[Opening Information shown section]

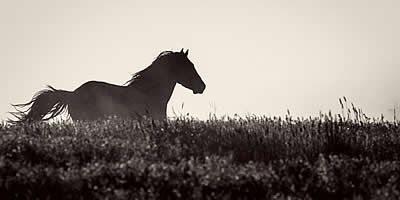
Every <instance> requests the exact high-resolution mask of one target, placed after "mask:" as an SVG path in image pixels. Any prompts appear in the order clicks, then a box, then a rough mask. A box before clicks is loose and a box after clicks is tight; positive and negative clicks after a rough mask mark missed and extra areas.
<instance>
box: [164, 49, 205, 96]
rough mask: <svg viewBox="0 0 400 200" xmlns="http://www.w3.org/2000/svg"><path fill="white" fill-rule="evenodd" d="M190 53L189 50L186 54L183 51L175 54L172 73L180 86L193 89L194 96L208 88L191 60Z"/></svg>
mask: <svg viewBox="0 0 400 200" xmlns="http://www.w3.org/2000/svg"><path fill="white" fill-rule="evenodd" d="M188 53H189V50H186V52H184V51H183V49H182V50H181V51H180V52H175V53H174V56H173V57H174V59H173V63H171V65H170V67H171V70H170V71H171V73H172V75H173V77H175V80H176V81H177V82H178V83H179V84H181V85H183V86H184V87H186V88H188V89H191V90H192V91H193V93H194V94H201V93H203V91H204V89H205V88H206V84H204V82H203V80H201V77H200V76H199V74H198V73H197V71H196V69H195V68H194V65H193V63H192V62H191V61H190V60H189V58H188Z"/></svg>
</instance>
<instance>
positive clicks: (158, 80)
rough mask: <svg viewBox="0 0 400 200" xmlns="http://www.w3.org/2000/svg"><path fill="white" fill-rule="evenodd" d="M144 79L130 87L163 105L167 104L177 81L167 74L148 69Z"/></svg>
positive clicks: (132, 85) (144, 73) (165, 72)
mask: <svg viewBox="0 0 400 200" xmlns="http://www.w3.org/2000/svg"><path fill="white" fill-rule="evenodd" d="M146 70H147V71H145V72H144V73H143V77H142V78H139V79H138V80H137V81H134V82H133V83H132V84H131V85H130V86H131V87H132V88H135V90H137V89H138V90H141V91H142V93H143V94H145V95H148V96H149V98H150V99H152V100H153V101H156V102H160V103H162V104H165V105H166V104H167V103H168V101H169V99H170V98H171V95H172V92H173V91H174V88H175V85H176V81H175V80H173V79H171V77H169V76H168V75H167V74H166V72H163V71H162V70H159V69H157V68H156V67H154V68H149V69H146Z"/></svg>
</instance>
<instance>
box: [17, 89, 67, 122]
mask: <svg viewBox="0 0 400 200" xmlns="http://www.w3.org/2000/svg"><path fill="white" fill-rule="evenodd" d="M47 87H48V88H47V89H44V90H41V91H39V92H38V93H36V94H35V95H34V96H33V98H32V100H31V101H30V102H28V103H25V104H16V105H13V106H14V108H15V109H16V110H17V111H16V112H10V114H12V115H13V116H14V117H16V118H17V121H12V122H34V121H41V120H43V121H45V120H49V119H52V118H54V117H56V116H57V115H59V114H61V113H62V112H64V111H65V110H66V109H67V107H68V104H69V103H70V102H71V99H72V94H73V93H72V92H69V91H64V90H57V89H54V88H53V87H51V86H50V85H48V86H47ZM27 106H29V108H28V109H27V110H25V111H21V110H20V108H24V107H27Z"/></svg>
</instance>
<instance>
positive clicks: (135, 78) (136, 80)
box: [124, 51, 175, 86]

[Closing Information shown section]

■ Work item ■
Starting at the first line of the records and stopping after the line with "79L130 87L163 105L167", copy each line exactly; pictures stay out.

■ Exercise output ■
Every <instance> requests the exact high-resolution mask of one target, placed after "mask:" as an SVG path in image pixels. Any prompts appear in the order clicks, then a box, then a rough mask. A box before clicks is loose and a box after clicks is tight; positive and negative clicks after a rough mask mark missed and extra areas.
<instance>
box: [164, 49, 205, 96]
rough mask: <svg viewBox="0 0 400 200" xmlns="http://www.w3.org/2000/svg"><path fill="white" fill-rule="evenodd" d="M190 53L189 50L186 54L183 51L175 54L172 73L180 86L193 89L194 96L208 88L191 60Z"/></svg>
mask: <svg viewBox="0 0 400 200" xmlns="http://www.w3.org/2000/svg"><path fill="white" fill-rule="evenodd" d="M188 53H189V50H186V52H184V51H183V49H182V50H181V51H180V52H175V53H174V56H173V57H174V59H173V63H171V65H170V67H171V70H170V71H171V73H172V75H173V77H175V80H176V81H177V82H178V83H179V84H181V85H183V86H184V87H186V88H188V89H191V90H192V91H193V93H194V94H201V93H203V91H204V89H205V88H206V84H204V82H203V80H201V77H200V76H199V74H198V73H197V71H196V69H195V68H194V65H193V63H192V62H191V61H190V60H189V58H188Z"/></svg>
</instance>
<instance>
positive clicks: (158, 80)
rough mask: <svg viewBox="0 0 400 200" xmlns="http://www.w3.org/2000/svg"><path fill="white" fill-rule="evenodd" d="M144 79L130 87L163 105L167 104L177 81L167 74L148 69Z"/></svg>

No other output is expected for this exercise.